### Document text

____

The Corner

Fiscal Policy

Biden Proposing Largest Tax Hike in History

Democratic presidential candidate and former Vice President Joe Biden speaks during a campaign event at a community center in Darby, Pa., June 17, 2020. (Jonathan Ernst/Reuters)

Joe Biden’s appeal to voters seems to rest on three factors: One, he’d restore normalcy to the Oval Office and act like a grownup; two, he’s a political moderate; and three (related to the other two), people think the country is generally going off the rails and want to punish everyone they consider responsible for said derailment.

By November, Biden will still be Biden — a guy Americans know and more or less trust, at least by today’s standards, when politicians are unpopular. By fall, though, the country may or may not still seem like it’s going off the rails. If it doesn’t, the focus will return to Biden’s reputation for moderation. How well will that hold up?

____

### Data excerpts
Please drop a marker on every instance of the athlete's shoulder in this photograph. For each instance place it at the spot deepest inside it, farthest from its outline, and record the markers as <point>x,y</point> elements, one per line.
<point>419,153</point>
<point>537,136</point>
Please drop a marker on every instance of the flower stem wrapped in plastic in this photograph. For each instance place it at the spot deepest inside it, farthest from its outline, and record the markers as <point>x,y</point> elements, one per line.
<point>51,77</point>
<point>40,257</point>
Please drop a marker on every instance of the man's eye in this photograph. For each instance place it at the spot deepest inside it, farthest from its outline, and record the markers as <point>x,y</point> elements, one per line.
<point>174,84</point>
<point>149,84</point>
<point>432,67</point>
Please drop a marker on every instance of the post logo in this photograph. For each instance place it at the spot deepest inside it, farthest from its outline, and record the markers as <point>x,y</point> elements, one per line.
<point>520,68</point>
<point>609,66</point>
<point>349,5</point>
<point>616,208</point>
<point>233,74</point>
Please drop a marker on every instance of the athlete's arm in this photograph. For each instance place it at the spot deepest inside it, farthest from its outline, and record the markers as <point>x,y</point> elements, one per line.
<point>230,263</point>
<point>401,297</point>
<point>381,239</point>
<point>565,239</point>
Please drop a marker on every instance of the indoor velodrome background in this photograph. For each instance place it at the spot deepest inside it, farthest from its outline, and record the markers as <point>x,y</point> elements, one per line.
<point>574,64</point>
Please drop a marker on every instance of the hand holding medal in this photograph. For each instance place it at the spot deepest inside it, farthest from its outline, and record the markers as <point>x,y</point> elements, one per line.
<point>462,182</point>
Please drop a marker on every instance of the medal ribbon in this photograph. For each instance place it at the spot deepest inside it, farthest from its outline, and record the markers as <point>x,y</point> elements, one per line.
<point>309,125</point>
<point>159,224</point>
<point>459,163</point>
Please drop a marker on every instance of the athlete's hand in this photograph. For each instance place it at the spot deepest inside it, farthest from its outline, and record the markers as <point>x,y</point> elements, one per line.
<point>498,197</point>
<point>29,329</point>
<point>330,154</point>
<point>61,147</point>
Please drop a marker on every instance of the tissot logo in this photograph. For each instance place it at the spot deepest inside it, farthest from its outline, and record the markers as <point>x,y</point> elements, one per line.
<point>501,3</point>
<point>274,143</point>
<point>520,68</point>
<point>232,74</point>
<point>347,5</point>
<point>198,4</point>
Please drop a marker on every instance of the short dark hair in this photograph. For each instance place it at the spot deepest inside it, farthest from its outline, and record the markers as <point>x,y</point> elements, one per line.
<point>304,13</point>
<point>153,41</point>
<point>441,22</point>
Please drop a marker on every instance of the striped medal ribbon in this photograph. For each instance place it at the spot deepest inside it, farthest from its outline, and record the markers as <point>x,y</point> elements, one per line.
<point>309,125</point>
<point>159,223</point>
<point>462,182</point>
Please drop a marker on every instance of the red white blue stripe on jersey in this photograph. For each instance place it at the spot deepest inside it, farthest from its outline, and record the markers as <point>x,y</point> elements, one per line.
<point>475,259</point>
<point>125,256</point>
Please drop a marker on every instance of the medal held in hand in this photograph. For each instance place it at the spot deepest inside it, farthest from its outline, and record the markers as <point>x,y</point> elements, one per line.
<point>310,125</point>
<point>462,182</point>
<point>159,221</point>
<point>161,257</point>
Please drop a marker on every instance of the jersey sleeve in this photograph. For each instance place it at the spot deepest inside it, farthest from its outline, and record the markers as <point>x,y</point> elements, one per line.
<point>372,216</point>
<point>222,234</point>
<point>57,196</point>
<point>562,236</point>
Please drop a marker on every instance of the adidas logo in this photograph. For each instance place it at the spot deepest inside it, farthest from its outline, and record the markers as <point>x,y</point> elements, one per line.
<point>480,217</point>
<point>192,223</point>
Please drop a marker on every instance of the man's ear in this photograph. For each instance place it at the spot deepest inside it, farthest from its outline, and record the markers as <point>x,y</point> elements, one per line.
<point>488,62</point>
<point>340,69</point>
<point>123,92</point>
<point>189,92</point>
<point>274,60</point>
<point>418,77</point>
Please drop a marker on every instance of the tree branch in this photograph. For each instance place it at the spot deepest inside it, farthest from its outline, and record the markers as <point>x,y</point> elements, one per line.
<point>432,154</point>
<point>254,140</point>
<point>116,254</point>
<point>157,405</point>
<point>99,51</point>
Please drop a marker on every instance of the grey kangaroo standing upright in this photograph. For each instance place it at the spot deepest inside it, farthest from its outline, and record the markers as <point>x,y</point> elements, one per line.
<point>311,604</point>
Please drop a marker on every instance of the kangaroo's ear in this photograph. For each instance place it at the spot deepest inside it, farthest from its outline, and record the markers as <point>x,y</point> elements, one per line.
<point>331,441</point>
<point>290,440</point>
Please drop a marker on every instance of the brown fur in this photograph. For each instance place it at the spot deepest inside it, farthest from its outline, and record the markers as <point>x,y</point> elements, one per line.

____

### List of tasks
a) In the article about Biden's tax proposal, where was Biden speaking in the photo taken June 17, 2020?
b) Continue the article about Biden's tax proposal after its final sentence.

### Solved problems
a) At a community center in Darby, Pa.

b)
Since wrapping up the Democratic Party nomination in March, Biden has done the opposite of what you’d think and resisted any urge to tack back toward the center on economic matters. A CNBC reporter, Robert Frank, looked into Biden’s tax hikes and noted that they dwarf Hillary Clinton’s. He put the total tax cost of Clinton’s proposals at $1.5 trillion; Biden’s, at $4 trillion. (The details are here.) Biden’s “unity task force” of economic advisers and environmental activists was staffed not to appeal to the center but to placate supporters of Bernie Sanders by including two Sanders aides and Alexandria Ocasio-Cortez, and Biden is now talking about using the COVID-19 crisis as an opportunity to “rewrite the economy,” recalling Rahm Emanuel’s wish to “never let a crisis go to waste.”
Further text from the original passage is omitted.